[A portion of a data file]
## BEGIN

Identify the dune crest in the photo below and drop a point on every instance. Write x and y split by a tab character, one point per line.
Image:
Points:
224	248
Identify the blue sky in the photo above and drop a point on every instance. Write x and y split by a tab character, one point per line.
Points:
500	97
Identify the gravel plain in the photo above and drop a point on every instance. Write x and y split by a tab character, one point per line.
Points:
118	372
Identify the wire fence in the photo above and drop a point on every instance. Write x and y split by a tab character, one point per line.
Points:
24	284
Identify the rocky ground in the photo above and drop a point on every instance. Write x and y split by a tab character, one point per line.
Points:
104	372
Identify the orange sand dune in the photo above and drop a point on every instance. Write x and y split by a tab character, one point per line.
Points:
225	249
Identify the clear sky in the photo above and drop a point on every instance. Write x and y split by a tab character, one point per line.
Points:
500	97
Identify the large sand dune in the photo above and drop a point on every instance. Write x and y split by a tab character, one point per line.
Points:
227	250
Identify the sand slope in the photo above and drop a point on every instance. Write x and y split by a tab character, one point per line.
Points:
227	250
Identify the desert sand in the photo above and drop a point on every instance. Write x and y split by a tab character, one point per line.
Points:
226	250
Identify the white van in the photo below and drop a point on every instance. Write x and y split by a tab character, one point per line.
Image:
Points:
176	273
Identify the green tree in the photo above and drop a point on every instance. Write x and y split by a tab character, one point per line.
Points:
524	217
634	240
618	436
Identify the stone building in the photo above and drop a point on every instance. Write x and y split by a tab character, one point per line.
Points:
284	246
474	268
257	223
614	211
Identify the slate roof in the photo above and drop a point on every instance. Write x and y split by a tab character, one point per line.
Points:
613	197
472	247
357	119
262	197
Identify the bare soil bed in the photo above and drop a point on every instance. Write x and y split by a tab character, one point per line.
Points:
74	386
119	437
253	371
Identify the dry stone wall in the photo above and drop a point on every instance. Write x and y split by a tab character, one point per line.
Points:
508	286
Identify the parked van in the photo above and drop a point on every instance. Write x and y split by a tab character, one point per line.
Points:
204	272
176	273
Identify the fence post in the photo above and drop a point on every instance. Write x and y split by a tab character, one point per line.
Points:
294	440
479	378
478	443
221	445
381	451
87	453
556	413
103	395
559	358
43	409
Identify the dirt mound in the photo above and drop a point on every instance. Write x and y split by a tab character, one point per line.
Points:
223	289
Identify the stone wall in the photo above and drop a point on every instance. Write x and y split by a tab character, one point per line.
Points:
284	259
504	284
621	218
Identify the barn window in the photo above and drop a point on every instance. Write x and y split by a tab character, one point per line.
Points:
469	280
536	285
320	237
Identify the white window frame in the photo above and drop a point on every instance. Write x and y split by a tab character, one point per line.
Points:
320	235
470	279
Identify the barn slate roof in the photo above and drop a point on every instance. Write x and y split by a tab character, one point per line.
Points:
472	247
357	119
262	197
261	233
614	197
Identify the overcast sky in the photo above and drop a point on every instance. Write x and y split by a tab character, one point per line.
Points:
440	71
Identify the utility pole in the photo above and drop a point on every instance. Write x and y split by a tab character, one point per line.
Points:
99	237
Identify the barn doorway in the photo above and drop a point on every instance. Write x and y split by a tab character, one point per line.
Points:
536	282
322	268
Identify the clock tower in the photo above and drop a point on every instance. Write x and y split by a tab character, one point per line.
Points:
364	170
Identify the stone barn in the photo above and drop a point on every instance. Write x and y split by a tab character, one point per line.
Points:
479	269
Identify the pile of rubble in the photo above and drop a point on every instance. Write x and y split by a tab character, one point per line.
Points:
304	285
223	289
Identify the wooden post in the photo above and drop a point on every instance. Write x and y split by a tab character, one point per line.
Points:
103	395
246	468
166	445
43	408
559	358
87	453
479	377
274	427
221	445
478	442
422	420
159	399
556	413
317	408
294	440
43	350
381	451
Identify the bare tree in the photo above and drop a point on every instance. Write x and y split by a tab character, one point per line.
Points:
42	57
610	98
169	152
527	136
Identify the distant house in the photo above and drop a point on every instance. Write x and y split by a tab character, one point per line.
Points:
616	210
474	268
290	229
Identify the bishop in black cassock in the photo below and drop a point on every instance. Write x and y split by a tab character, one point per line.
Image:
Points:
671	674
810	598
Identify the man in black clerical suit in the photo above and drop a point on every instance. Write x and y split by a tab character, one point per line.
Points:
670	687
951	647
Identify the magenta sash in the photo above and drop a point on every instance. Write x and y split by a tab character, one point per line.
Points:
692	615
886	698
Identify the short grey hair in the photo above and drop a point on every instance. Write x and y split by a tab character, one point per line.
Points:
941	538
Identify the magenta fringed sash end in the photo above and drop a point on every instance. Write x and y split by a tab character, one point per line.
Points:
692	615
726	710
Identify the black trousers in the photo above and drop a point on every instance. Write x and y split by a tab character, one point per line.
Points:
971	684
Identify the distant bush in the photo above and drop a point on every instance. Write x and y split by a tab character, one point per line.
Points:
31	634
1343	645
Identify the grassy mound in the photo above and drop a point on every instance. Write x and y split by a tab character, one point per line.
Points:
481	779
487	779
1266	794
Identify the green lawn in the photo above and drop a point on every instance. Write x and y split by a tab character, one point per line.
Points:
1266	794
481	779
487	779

## END

* PROBLEM:
Could you put every line of the items above into a Markdown table with two columns, Row and Line, numbering the rows and leaving out any blank lines?

* RESULT BELOW:
| Row | Line |
|---|---|
| 1 | Identify the dune crest in the photo below and drop a point on every instance. Write x and y split by a tab character, one point per line. |
| 2 | Image: |
| 3 | Points: |
| 4 | 224	248 |
| 5 | Identify the blue sky in the photo above and drop a point on every instance. Write x and y split by a tab character, one point per line. |
| 6 | Points: |
| 7 | 500	97 |
| 8 | Identify the gravel plain in the photo above and drop a point on every instance. Write x and y split by a tab character, one point per line. |
| 9 | Points: |
| 10 | 118	372 |
| 11 | Identify the wire fence in the photo above and drop a point on every instance. Write x and y split by a tab character, one point per line. |
| 12 | Points: |
| 13 | 24	284 |
| 14 | Identify the rocky ground in the photo above and drop a point on every instance. Write x and y split by a tab character, one point per line. |
| 15 | Points: |
| 16 | 104	372 |
| 17 | Identify the orange sand dune in the photo above and drop a point on every instance. Write x and y split by a tab character, one point per line. |
| 18 | Points: |
| 19 | 225	249 |
| 20 | Identify the clear sky in the photo above and drop a point on every instance. Write x and y split by a tab character, one point per line. |
| 21 | Points: |
| 22 | 500	97 |
| 23 | Identify the large sand dune in the photo above and drop a point on every instance. Write x and y split by a tab character, one point per line. |
| 24 | Points: |
| 25 | 227	250 |
| 26 | Identify the sand slope in the photo above and drop a point on every instance. Write x and y split by a tab character, one point per line. |
| 27 | Points: |
| 28 | 227	250 |
| 29 | Identify the desert sand in the photo above and drop a point on every instance. Write x and y split by a tab character, one point per line. |
| 30 | Points: |
| 31 | 226	250 |
| 32 | Identify the white van in the photo below and drop a point on every instance. Write x and y split by a tab character, one point per line. |
| 33 | Image: |
| 34 | Points: |
| 35 | 176	273 |
| 36 | Identify the green tree in the photo above and drop a point on every instance. Write x and y split by a tab character, one point per line. |
| 37 | Points: |
| 38 | 524	217 |
| 39 | 634	240 |
| 40 | 618	436 |
| 41 | Identify the stone building in the photo above and drop a point on every instance. Write x and y split by a tab character, one point per line. |
| 42 | Points: |
| 43 | 284	246 |
| 44 | 474	268 |
| 45 | 257	223 |
| 46 | 614	211 |
| 47 | Identify the slate roof in the photo above and drop a point on every instance. Write x and y split by a tab character, one point per line. |
| 48 | Points: |
| 49 | 613	197 |
| 50 | 472	247 |
| 51 | 357	119 |
| 52 | 262	197 |
| 53 | Identify the bare soil bed in the photo above and drop a point on every instance. Write x and y split by a tab character, one point per line. |
| 54 | Points: |
| 55 | 74	386 |
| 56 | 119	437 |
| 57 | 253	371 |
| 58 | Identify the dry stone wall in the photo above and drop a point on every instance. Write x and y split by a tab character, one point per line. |
| 59 | Points: |
| 60 | 508	286 |
| 61 | Identify the parked van in the photo above and drop a point on every instance. Write x and y split by a tab character, one point per line. |
| 62 | Points: |
| 63 | 204	272 |
| 64 | 176	273 |
| 65 | Identify the fence post in the photo above and drop a point on every instance. Write x and y split by a tab character, one point per line. |
| 66 | Points: |
| 67 | 294	440 |
| 68 | 479	378 |
| 69 | 478	443 |
| 70 | 221	445 |
| 71 | 381	451 |
| 72 | 87	453 |
| 73 | 556	413 |
| 74 | 103	395 |
| 75 | 559	358 |
| 76 | 43	409 |
| 77 | Identify the dirt mound in the photo above and drop a point on every instance. Write x and y split by a tab character, one point per line. |
| 78 | Points: |
| 79 | 223	289 |
| 80 | Identify the stone wall in the photo above and drop a point on every instance. Write x and y split by a tab character, one point per line. |
| 81 | Points: |
| 82 | 284	259 |
| 83 | 504	284 |
| 84 | 621	218 |
| 85 | Identify the barn window in the photo above and drop a point on every instance. Write x and y split by a tab character, one point per line. |
| 86 | Points: |
| 87 | 469	280 |
| 88 | 536	285 |
| 89 | 320	237 |
| 90 | Identify the white window frame in the photo above and drop a point on every instance. Write x and y split by a tab character, one point per line. |
| 91 | Points: |
| 92 | 320	235 |
| 93 | 470	279 |
| 94 | Identify the barn slate roof in the photo above and drop a point on every instance. Write x and y split by a tab character, one point per line. |
| 95 | Points: |
| 96 | 472	247 |
| 97 | 357	119 |
| 98 | 262	197 |
| 99 | 261	233 |
| 100 | 614	197 |
| 101 | Identify the overcast sky in the photo above and drop a point on every instance. Write x and y split by a tab character, one point per line. |
| 102 | Points: |
| 103 | 440	71 |
| 104 | Identify the utility pole in the photo above and drop a point on every instance. Write x and y split by a tab character, one point per line. |
| 105 | Points: |
| 106 | 99	237 |
| 107 | Identify the barn doorway in the photo above and drop a point on every instance. Write x and y split by a tab character, one point per line. |
| 108 | Points: |
| 109 | 536	282 |
| 110 | 322	268 |
| 111 | Identify the clock tower in the photo above and drop a point on every instance. Write x and y split by a tab character, one point per line. |
| 112 | Points: |
| 113 | 364	170 |
| 114 | Identify the stone barn in the photo above and drop a point on every instance. Write x and y split by a tab character, one point per line. |
| 115 | Points: |
| 116 | 479	269 |
| 117 | Identify the pile of rubble in the photo above and drop a point on every instance. Write x and y split by a tab character, one point per line. |
| 118 | Points: |
| 119 | 304	285 |
| 120 | 223	289 |
| 121 | Identify the wooden post in the photo above and drop a point on every instance. Write x and y split by a tab character, one point per line. |
| 122 | Points: |
| 123 | 103	395 |
| 124 | 246	468 |
| 125 | 166	445 |
| 126 | 43	408 |
| 127 | 559	358 |
| 128 | 87	453 |
| 129 | 479	377 |
| 130 | 274	427 |
| 131 | 221	445 |
| 132 | 478	442 |
| 133 | 422	420 |
| 134 | 159	399 |
| 135 | 556	413 |
| 136 | 317	408 |
| 137 | 294	440 |
| 138 | 43	350 |
| 139 | 381	451 |
| 140 | Identify the bare tree in the photo above and drop a point on every instance. Write x and y split by a tab character, one point per line. |
| 141 | Points: |
| 142 | 42	57 |
| 143 | 610	98 |
| 144 | 169	152 |
| 145 | 527	136 |
| 146 | Identify the distant house in the photo above and drop a point on every instance. Write x and y split by a tab character, one point per line. |
| 147 | Points: |
| 148 | 616	210 |
| 149 | 474	268 |
| 150 | 290	229 |
| 151 | Identify the bishop in black cassock in the photo below and drop a point on every instance. Write x and y split by a tab character, one point per line. |
| 152 | Image: |
| 153 | Points: |
| 154 | 671	674 |
| 155 | 810	598 |
| 156 | Identify the man in black clerical suit in the photo above and drop a point on every instance. Write x and y split by a tab character, one point per line. |
| 157 | Points: |
| 158 | 670	687 |
| 159 | 951	647 |
| 160 | Identify the magenta sash in the photo above and drop a point on every instance. Write x and y split by a tab character, one point per line. |
| 161 | Points: |
| 162 | 692	615 |
| 163 | 886	698 |
| 164 | Identify the short grey hair in the photo above and drop a point on every instance. Write x and y split by a tab character, one point per line. |
| 165 | Points: |
| 166 | 941	538 |
| 167 | Identify the magenta fringed sash end in the photo above and drop a point on every instance. Write x and y split by a tab character, one point per line. |
| 168 | Points: |
| 169 | 692	615 |
| 170 | 726	710 |
| 171 | Identify the black trousers in the photo above and drop a point on every instance. Write x and y split by a tab character, one point per line. |
| 172 | Points: |
| 173 | 971	684 |
| 174 | Identify the distant bush in the photo above and drop a point on every instance. Write x and y split by a tab character, one point per line. |
| 175 | Points: |
| 176 | 31	634 |
| 177 | 1343	645 |
| 178 | Identify the grassy mound in the photo above and drop a point on every instance. Write x and y split by a tab character, one point per line. |
| 179 | Points: |
| 180 | 481	779 |
| 181 | 487	779 |
| 182 | 1266	794 |
| 183 | Identify the green lawn in the photo above and drop a point on every instance. Write x and y split by a tab character, one point per line. |
| 184 | Points: |
| 185 | 1266	794 |
| 186 | 481	779 |
| 187 | 487	779 |